> [TO BE DONE]: According to the article on paper-based confectionery packaging, how many SKUs make up Nestlé's Smarties brand?

> [PASSAGE GIVEN]:
►
Nestlé and Mars Wrigley Roll Out Paper-Based Confectionery Packs Replacing Plastic Predecessors

Take Five Video: Transitioning from plastic to paper for Nestlé’s Smarties brand candies required extensive R&D in new materials, new package designs, equipment compatibility, and recycling potential. Meanwhile Mars Wrigley is piloting its own project.


Quick hits:

  • Plastic packaging performs admirably in safely getting intact candy to consumers, but the multi-layer films used to do so aren’t recyclable.
  • Two major confectionery brands, Nestlé’s Smarties and Mars Wrigley’s Balisto, are in various stages of rolling out paper-based packaging redesigns that reduce virgin plastic input and guarantee recyclable end-of-life for the packs.
  • These brands want to run paper-based film on their existing equipment, so they work closely with OEMs to make that happen.
  • These brands are quiet about how they achieved in paper barrier properties that were once reserved for multilayer plastic films, but they seem to have cracked the code, and others are likely to explore with their own materials. 

Related to this episode:

Sleeve Seal Provides Shrink Label Solutions with Multi-Format Performance From 25 to 1600CPM. Visit their website for more information. →
Listen to the story here:


   Read the transcript below:

Hi, I'm Matt Reynolds, Editor of Packaging World Magazine, back with another edition of Take Five. Today I want to talk about candy.

For my lifetime, at least, candy bars, chocolate bars, and candy-coated shells around little morsels of chocolate, I have to be careful about brand names, have been packaged in plastic packaging. For the candy bars, for the most part, that's been horizontal flow wrap. For the morsels, or the smaller bits of candies, that's been pouches.

Vertically form fill sealed pouch formats, but regardless, they've been using a plastic film. And plastic films have done a bang up job on doing exactly what they're meant to do, and that's deliver the candy to the consumer in a safe and intact format. But right now we've seen a strong push away from plastic packaging, rightly or wrongly, for various reasons. Some is just the perception around ocean plastics, and some is with brands attempting to make good on their commitments, whether to Ellen MacArthur or otherwise, for certain incremental sustainability goals, 2025, 2030, whatever it is, to reduce use of virgin plastic.

We've seen a couple of brands, in this case, Nestlé and Mars Wrigley. Both start to move their way into paper packaging for their candy. So why make the switch? I mean, a certain amount of plastic material certainly is recyclable. A lot of it is, but when it comes to these multiple layer structures, multilayer structures with oxygen and moisture barriers, those aren't easily, or oftentimes it's impossible to recycle those, and they still have those negative connotations around plastics in general to contend with.

And then for a brand like Nestle, it gets even more complicated. Not just in the recyclability of the output or the end-life of the material, but in their post-consumer nature of the input material. The company's pledged to reduce their use of virgin fossil fuel-based plastic by a third by 2025. So there just isn't enough PCR, or post-consumer recycled material, to be able to keep feeding the beast.

But then in 2019, they jumped into their Smarties brand. Now Smarties is no small brand. It consists of 419 SKUs, 280 million packs per year, 250 million of which are plastics, and 400 total different formats in terms of shape or pack type. But it made a lot of sense to use Smarties because Smarties is a very children-focused brand, and the folks at Nestle saw this as an opportunity to use the packaging itself to teach good lessons on good recycling behavior and using on-pack messaging to do just that.
◄
> [EXTRACTED INFORMATION]:
►
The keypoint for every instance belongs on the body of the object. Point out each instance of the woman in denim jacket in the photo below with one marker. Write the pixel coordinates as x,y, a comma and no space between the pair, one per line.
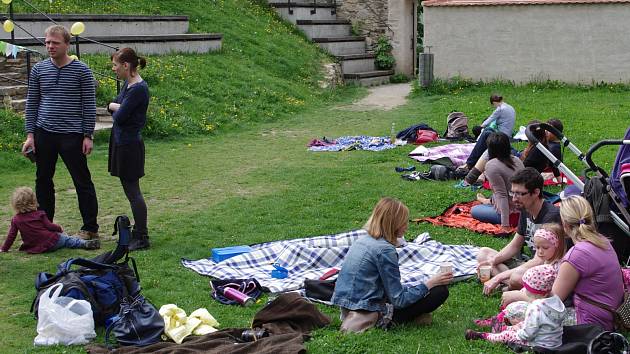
368,288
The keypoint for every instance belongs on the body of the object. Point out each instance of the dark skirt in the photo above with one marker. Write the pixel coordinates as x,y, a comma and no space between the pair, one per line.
126,161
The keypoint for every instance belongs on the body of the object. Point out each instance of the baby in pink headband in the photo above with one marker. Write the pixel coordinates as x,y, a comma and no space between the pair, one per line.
542,323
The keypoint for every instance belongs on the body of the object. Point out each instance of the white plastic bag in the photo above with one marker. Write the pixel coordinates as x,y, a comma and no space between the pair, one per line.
63,320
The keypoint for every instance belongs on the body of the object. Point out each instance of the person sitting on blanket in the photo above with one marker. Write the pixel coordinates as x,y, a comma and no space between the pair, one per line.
526,192
501,120
369,291
550,247
499,169
542,325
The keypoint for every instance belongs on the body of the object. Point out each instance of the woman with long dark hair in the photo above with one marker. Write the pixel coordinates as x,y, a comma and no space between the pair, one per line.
126,147
501,166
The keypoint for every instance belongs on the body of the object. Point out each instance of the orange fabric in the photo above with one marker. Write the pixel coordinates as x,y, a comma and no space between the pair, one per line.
458,216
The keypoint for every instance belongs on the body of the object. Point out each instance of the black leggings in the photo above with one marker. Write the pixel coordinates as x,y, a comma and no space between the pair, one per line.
138,206
436,297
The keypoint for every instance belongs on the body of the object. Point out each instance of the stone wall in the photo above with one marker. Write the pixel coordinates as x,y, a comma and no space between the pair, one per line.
393,18
368,17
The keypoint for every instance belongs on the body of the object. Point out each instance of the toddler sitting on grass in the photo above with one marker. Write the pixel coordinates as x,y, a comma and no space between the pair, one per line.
39,235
◄
> [IN RESPONSE]: 419 SKUs.